Housing & Living Fall 2018

COLUMN: I moved into a greek house. Here’s what I learned.



JordanAve

North Jordan Avenue is the home of multiple Greek houses. Brianna Parker Buy Photos

As a freshman or sophomore  going through recruitment, the thought of living in a Greek house probably seems enticing. You walk by the houses on Third Street or North Jordan and wonder what it’s like to live in that giant mansion. 

I know, because that was me a year ago. 

And let me tell you, living in a Greek house is so much fun. It’s like a dorm, but where everyone you’re living with and all your neighbors are your friends. 

But before that, you need to think about what to bring for your room. Every house differs: sometimes you have 30 beds in a cold dorm or, like me, live in a six-girl room. Sometimes you have room for a couch and TV, and sometimes you don’t. But from both my personal experience and from my friends in other chapters, I’ve composed a short list of tips for moving into a Greek house:

  1. Bring a vacuum cleaner. I actually got this piece of advice from a friend in a fraternity, so boys, listen up. There’s no getting around the fact that fraternities are not the cleanest places in the world. And that’s fine. But everyone has limits to the amount of dirt and grime they can deal with, and a vacuum cleaner is a great way to fix that.
  2. Bring quarters. Some houses offer free laundry, but a few don’t. Unlike freshman year, you can’t use your Crimson Card to pay.
  3. Bring some form of food storage. Living in a Greek house is a blessing and a curse when it comes to food. Having a chef means you get a variety of meals (we had curry, pad thai, BBQ chicken and a nacho bar one week), but it also means you have to eat what they serve you when they serve you, and most houses don’t offer three meals a day seven days a week. I would recommend bringing some form of a pantry to store food for when you miss a meal, don’t like a meal or don’t get a meal. 
  4. Talk to your chef and live-in adviser. I have Celiac disease, or a gluten allergy, so I basically can’t eat anything involving bread. I had a bad freshman year experience with food, so I made sure to talk to my chef and house mom about my eating situation. Creating a relationship with them helped me get amazing gluten free options at every meal. Even if you don’t have a food allergy, having both of these people on your side can only help you. 
  5. Ask upperclassmen for advice. For chapter, everyone buys a certain set of desk shelves. It's from Target and it’s three 12-inch by 12-inch boxes stacked on top of each other. My friend in another chapter had to buy a hutch for her desk. Each room in that chapter has one, just like each room in mine has the Target shelves. So be sure to ask the upperclassmen before you move in!

As cheesy as this sounds, make sure you bring an open mind when you move into a Greek house. Living in a house is not without drama, but sitting down to dinner with the same people each night and starting a quote wall on the back of your door are memories you'll have forever.

There are good times and bad times, and you need to learn to enjoy what you can, go with the flow and find a private place somewhere in the house to call your mom if you need to.

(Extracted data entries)
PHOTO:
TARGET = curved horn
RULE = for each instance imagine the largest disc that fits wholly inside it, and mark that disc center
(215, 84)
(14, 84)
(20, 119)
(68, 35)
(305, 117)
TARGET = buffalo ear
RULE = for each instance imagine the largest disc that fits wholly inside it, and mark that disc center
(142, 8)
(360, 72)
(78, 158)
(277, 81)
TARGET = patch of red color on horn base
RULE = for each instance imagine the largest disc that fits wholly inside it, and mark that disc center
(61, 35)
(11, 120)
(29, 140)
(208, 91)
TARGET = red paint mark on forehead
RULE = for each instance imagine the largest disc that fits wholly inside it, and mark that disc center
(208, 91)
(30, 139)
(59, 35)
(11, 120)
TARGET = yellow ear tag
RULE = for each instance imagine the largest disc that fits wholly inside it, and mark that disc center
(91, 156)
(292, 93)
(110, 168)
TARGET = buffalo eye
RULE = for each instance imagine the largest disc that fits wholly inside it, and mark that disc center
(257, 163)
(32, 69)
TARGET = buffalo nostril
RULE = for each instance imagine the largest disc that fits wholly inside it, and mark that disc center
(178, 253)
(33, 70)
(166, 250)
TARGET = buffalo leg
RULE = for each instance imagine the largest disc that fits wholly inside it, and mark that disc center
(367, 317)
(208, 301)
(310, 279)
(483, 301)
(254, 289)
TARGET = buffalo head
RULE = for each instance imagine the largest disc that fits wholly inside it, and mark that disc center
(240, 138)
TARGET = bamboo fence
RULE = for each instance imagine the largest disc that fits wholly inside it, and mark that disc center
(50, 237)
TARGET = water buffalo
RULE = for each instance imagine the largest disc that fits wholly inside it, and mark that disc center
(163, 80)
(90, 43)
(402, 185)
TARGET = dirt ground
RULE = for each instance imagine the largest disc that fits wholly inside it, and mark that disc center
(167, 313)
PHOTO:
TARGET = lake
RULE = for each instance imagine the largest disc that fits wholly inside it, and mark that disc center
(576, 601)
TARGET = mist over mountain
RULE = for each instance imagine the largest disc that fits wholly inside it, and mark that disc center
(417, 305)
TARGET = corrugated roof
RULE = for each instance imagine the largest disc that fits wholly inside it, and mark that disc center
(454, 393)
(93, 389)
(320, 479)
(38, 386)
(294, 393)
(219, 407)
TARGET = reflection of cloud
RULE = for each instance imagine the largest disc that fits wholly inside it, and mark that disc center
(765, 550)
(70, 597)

PROBLEM SET:
1. List every meal the column says the chef served in one week.
2. Print everything in the column from "Housing & Living" down to "that giant mansion.", word for word.
3. Answer these about the column:
(a) Besides North Jordan, what street does it name as having Greek houses?
(b) How many girls share the writer's room?
(c) Where are the desk shelves everyone in the writer's chapter buys from?
Answer from the column alone, not from the rows.

ANSWERS GIVEN:
1. curry, pad thai, BBQ chicken, a nacho bar

2.
Housing & Living Fall 2018

COLUMN: I moved into a greek house. Here’s what I learned.



JordanAve

North Jordan Avenue is the home of multiple Greek houses. Brianna Parker Buy Photos

As a freshman or sophomore  going through recruitment, the thought of living in a Greek house probably seems enticing. You walk by the houses on Third Street or North Jordan and wonder what it’s like to live in that giant mansion.

3.
(a) Third Street
(b) Six
(c) Target